## TASK INSTRUCTIONS:
Could you return every record below word for word, leaving out the pictures?
DATA FOR REVIEW Start Marker
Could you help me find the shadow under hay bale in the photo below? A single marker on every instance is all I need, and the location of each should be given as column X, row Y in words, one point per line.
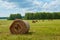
column 19, row 27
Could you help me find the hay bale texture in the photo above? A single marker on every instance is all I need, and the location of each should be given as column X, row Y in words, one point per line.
column 19, row 27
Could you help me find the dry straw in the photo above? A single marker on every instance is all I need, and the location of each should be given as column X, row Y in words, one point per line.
column 19, row 27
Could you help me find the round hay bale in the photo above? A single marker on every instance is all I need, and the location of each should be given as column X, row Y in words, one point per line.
column 36, row 20
column 19, row 27
column 33, row 21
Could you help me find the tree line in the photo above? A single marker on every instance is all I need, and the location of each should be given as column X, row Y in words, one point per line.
column 37, row 15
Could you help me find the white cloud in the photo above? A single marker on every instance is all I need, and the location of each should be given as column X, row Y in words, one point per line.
column 52, row 4
column 7, row 5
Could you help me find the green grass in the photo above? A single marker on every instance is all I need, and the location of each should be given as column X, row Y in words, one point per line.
column 47, row 30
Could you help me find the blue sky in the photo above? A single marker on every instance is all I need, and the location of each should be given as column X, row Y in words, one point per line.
column 8, row 7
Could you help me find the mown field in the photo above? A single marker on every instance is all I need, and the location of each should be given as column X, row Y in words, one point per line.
column 47, row 30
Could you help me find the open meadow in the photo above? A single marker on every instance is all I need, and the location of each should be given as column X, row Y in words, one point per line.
column 47, row 30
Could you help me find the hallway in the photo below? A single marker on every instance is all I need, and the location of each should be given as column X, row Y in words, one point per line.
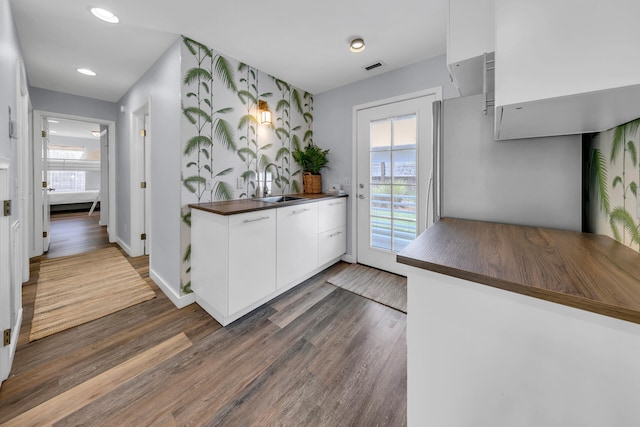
column 318, row 355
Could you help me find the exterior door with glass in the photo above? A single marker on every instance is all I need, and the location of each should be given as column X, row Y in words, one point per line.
column 394, row 150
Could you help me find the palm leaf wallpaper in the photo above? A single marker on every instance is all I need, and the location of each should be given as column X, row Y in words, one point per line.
column 614, row 174
column 224, row 147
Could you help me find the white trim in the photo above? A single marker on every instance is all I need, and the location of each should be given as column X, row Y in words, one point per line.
column 15, row 333
column 112, row 221
column 124, row 246
column 37, row 225
column 179, row 301
column 137, row 197
column 348, row 258
column 434, row 91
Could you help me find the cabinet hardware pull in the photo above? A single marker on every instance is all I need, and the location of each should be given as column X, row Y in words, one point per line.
column 262, row 218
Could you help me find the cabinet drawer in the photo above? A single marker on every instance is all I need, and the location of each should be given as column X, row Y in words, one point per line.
column 252, row 258
column 331, row 244
column 332, row 214
column 297, row 242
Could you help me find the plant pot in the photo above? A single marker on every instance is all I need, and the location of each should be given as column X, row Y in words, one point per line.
column 312, row 183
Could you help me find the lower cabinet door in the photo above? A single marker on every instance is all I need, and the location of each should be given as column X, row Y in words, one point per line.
column 297, row 242
column 331, row 244
column 252, row 258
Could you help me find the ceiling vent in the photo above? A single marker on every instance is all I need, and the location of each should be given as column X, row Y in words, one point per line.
column 374, row 66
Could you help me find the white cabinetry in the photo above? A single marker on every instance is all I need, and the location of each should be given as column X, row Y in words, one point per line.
column 233, row 261
column 240, row 261
column 565, row 67
column 252, row 258
column 332, row 239
column 297, row 242
column 470, row 34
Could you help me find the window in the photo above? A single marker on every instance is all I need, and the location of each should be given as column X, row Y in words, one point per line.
column 61, row 179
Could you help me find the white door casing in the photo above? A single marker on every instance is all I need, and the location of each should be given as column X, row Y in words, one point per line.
column 140, row 197
column 6, row 260
column 46, row 187
column 393, row 157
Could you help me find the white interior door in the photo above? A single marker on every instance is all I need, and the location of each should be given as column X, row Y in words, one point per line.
column 6, row 355
column 46, row 188
column 146, row 206
column 394, row 150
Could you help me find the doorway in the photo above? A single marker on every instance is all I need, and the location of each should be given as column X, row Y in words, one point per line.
column 141, row 185
column 393, row 176
column 72, row 170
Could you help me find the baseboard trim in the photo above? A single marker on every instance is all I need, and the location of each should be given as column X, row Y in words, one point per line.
column 15, row 333
column 124, row 246
column 178, row 300
column 348, row 258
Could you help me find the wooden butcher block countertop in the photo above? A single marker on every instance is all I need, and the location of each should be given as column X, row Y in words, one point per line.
column 586, row 271
column 232, row 207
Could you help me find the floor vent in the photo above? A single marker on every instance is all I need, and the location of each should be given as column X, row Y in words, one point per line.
column 374, row 66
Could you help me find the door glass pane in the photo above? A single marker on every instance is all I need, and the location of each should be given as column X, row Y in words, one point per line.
column 393, row 183
column 404, row 132
column 381, row 167
column 380, row 134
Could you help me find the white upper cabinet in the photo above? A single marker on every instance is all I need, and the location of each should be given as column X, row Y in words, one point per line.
column 470, row 34
column 565, row 67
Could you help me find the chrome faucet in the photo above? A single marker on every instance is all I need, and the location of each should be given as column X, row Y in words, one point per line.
column 265, row 190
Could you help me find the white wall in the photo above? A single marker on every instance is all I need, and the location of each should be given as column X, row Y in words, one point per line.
column 9, row 56
column 64, row 103
column 160, row 86
column 528, row 182
column 333, row 110
column 484, row 357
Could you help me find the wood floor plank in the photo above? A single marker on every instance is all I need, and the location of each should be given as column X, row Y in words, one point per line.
column 317, row 355
column 70, row 401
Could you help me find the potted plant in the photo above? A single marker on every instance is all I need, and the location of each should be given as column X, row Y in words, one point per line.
column 312, row 159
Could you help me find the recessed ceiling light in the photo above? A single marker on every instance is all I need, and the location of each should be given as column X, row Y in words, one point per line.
column 86, row 72
column 104, row 15
column 357, row 45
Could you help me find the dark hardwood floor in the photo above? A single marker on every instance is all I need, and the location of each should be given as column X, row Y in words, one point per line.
column 316, row 356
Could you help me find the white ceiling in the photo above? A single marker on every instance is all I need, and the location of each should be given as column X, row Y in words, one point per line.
column 304, row 42
column 71, row 128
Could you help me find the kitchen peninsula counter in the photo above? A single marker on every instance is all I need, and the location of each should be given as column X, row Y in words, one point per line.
column 521, row 326
column 581, row 270
column 233, row 207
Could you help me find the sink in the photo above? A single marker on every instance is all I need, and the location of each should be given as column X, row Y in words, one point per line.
column 279, row 199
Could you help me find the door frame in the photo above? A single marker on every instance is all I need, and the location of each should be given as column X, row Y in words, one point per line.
column 353, row 200
column 140, row 171
column 36, row 223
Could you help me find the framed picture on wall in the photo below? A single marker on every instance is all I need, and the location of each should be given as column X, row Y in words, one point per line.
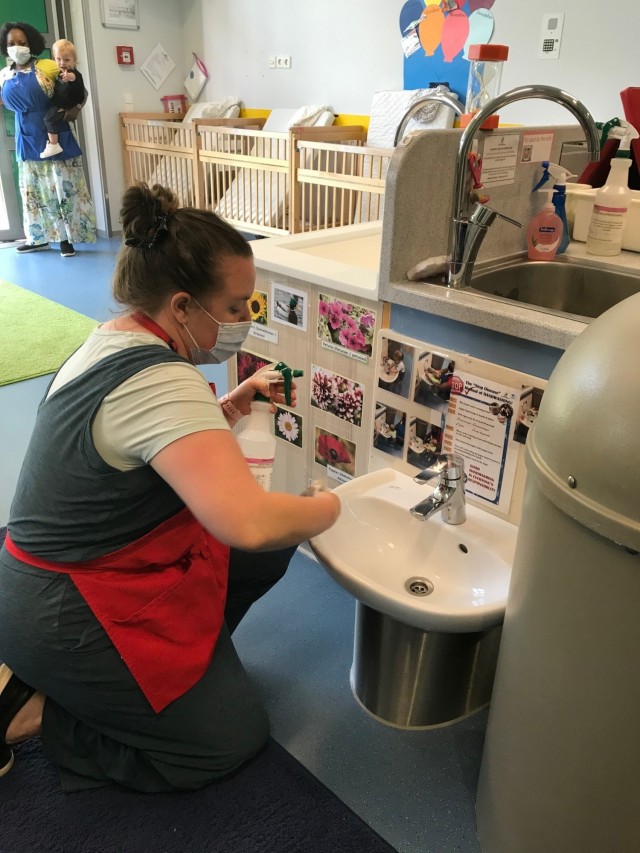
column 120, row 14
DATA FOR REVIEW End Marker
## PROBLEM SOLUTION:
Could you help me find the shadow under hay bale in the photo below? A single marker on every instance is all I need, and the location of each should be given as column X, row Y in words, one point per line.
column 19, row 27
Could you help me find the hay bale texture in the photo above? A single marker on every instance is all I need, and the location of each should be given as column X, row Y in words, one point per line.
column 19, row 27
Could you help me find the dry straw in the photo above? A single marker on every instance is all I need, and the location of each should be given as column X, row Y in words, one point per line.
column 19, row 27
Could you help me find the round hay bale in the photo above? A single marker on every instance is all I need, and the location of each should be given as column X, row Y in words, one point per line.
column 36, row 20
column 19, row 27
column 33, row 21
Could you help me find the tree line in the photo above? A single marker on every instance is all I need, and the location of each should be given as column X, row Y in words, one point per line.
column 37, row 15
Could you help me find the white cloud in the photo above? A single marker on every instance is all I need, and the location of each should be given as column X, row Y in words, one point per line.
column 52, row 4
column 7, row 5
Could you help me find the green grass in the photo above? A single marker on every instance is all I need, and the location of each should be given as column X, row Y in words, one point per line.
column 47, row 30
Could you help me find the blue sky in the photo above? A single marker on every instance is all I need, and the location of each should be given as column X, row Y in words, one point per line.
column 8, row 7
Could you help me find the mown field in the photo above? A single marker on every instance is all I need, and the location of each should be given as column X, row Y in words, one point per line.
column 47, row 30
Could you help me find the open meadow in the photo above? A single marker on every instance is all I need, and the location of each should be given as column X, row Y in words, one point per line.
column 47, row 30
Could you help me find the hallway in the photo below? A single marker on every instance is all I need, and the location of each should be given as column X, row Y in words, one point per line.
column 318, row 355
Could you help me find the exterior door with glass in the photo above? A single marker on every instance is all I need, and the location of each should be given as column X, row Y in words, one point per line.
column 394, row 150
Could you help me find the palm leaf wallpaper in the photo above? A single marker on every instance is all I need, and the location of each should be given as column X, row Y in words, one point per line.
column 614, row 174
column 224, row 147
Could you help me find the white trim in the photo above? A single marker on every instance is all I need, and the location of each should be given as column X, row Y in words, one point per line.
column 15, row 333
column 112, row 221
column 124, row 246
column 37, row 225
column 179, row 301
column 137, row 197
column 348, row 258
column 434, row 91
Could you help me find the cabinet hardware pull in the photo above? A single marker on every instance is all I need, and the location of each should be given as column X, row Y in words, one point per line.
column 262, row 218
Could you help me find the cabinet drawer in the photo above? A single marker on every instance is all I need, and the location of each should be given as column X, row Y in words, one point per line.
column 252, row 258
column 331, row 244
column 332, row 214
column 297, row 242
Could you help me find the plant pot in the photo above? A single marker on every instance is all I need, and the location of each should be given as column X, row Y in words, one point per line.
column 312, row 183
Could you help me find the lower cabinet door in the photo above? A single marker on every instance is all I need, and the location of each should be given as column X, row Y in words, one point per line.
column 297, row 242
column 331, row 244
column 252, row 258
Could you help me find the ceiling vent in the photo above? A single marker on every instance is all I need, and the location of each should be given as column X, row Y in words, one point per line.
column 374, row 66
Could you help me find the white cabinetry in the photo above? A single marker on every instance is all I need, and the location of each should be given as column X, row Y in words, one point per line.
column 233, row 261
column 240, row 261
column 565, row 67
column 252, row 258
column 332, row 239
column 297, row 242
column 470, row 34
Could you help me find the window in the photo above? A single marker on every instance is all I need, and the location of each should be given as column X, row Y in words, one point per line.
column 61, row 179
Could you help me find the white door casing in the photo above? A single marker on every instance is all I need, and the location of each should be given as column X, row Y in words, one point per line.
column 140, row 197
column 6, row 260
column 46, row 187
column 393, row 157
Could you help me find the white interior door in the photo above? A single marker on every instance is all I need, and the location of each should be given as column X, row Y in words, one point per line.
column 6, row 355
column 46, row 188
column 146, row 206
column 394, row 150
Could you help me find the doorway in the photo above? A single marker on every instance is all I need, and the location of each should be given as column X, row Y in words, one point per line.
column 141, row 185
column 393, row 176
column 72, row 170
Could you help me find the baseboard trim in the photo above? A single marker on every instance is all I need, and the location of each should be given as column X, row Y in words, one point per line.
column 15, row 333
column 124, row 246
column 178, row 300
column 348, row 258
Could you help me find the wooden butcher block countertop in the photo above? A single marker on every instance is all I need, and the location of each should be given as column X, row Y in words, one point per line.
column 586, row 271
column 232, row 207
Could you help me find the floor vent in the photo above? A single marker on every instance is all I need, and the location of each should be given as column X, row Y in words, one point per line.
column 374, row 66
Could you help me find the door glass pane in the photo above? A single marker on every instance is all I need, and the location of each should be given as column X, row Y in words, one point per line.
column 393, row 183
column 404, row 132
column 381, row 167
column 380, row 134
Could you help me find the white upper cabinet in the photo above? A single marker on every instance is all I need, and the location of each should be given as column X, row Y in words, one point per line.
column 470, row 34
column 565, row 67
Could you help me find the chrome faucet in the photo above? A single marker on every instance is all I need, and the location of each should be given as column X, row Y in words, one point per line.
column 265, row 190
Could you help me find the white wall in the photo above? A single marker on every instance is all I need, and the location of each should be given as column X, row Y in words, one point per line.
column 9, row 56
column 64, row 103
column 160, row 86
column 528, row 182
column 333, row 110
column 484, row 357
Could you help me find the wood floor plank in the photo above? A single marker on every instance is all I need, and the location of each should be given as column X, row Y in words, one point per line.
column 317, row 355
column 70, row 401
Could you help me find the potted plant in the photo above? A single marker on every instance is all I need, and the location of each should be given as column X, row Y in words, one point per line.
column 312, row 159
Could you help me find the recessed ceiling light in the photo above? A single marker on every instance is all I need, and the location of each should be given as column X, row Y in words, one point per line.
column 86, row 72
column 104, row 15
column 357, row 45
Could you help me find the dark hardwood floor in the photo above? A single marker on every instance is all I need, and the location of each should be given as column X, row Y in words, one point per line.
column 316, row 356
Could you help me find the white ceiling in the photo above? A single marker on every instance is all I need, and the location of each should be given as column X, row Y in words, one point per line.
column 304, row 42
column 71, row 128
Could you help me find the kitchen peninsula counter in the photo above? A single marker on every instance is all I need, and the location of each should be given as column X, row Y in words, one point per line.
column 521, row 326
column 581, row 270
column 233, row 207
Could you help me find the sink in the photo above? A single marker on every instance is all I need, and the location of each should be given as column X, row Y in words, one point per line.
column 279, row 199
Could you help me find the door frame in the photo above? A single marker on every instance is all I need, and the location of each should be given as column X, row Y in words, one point per line.
column 353, row 200
column 140, row 171
column 36, row 223
Could you help me find the framed picture on wall in the photo below? A single marker on every instance is all I need, and the location of each should be given as column X, row Y in words, one point per line.
column 120, row 14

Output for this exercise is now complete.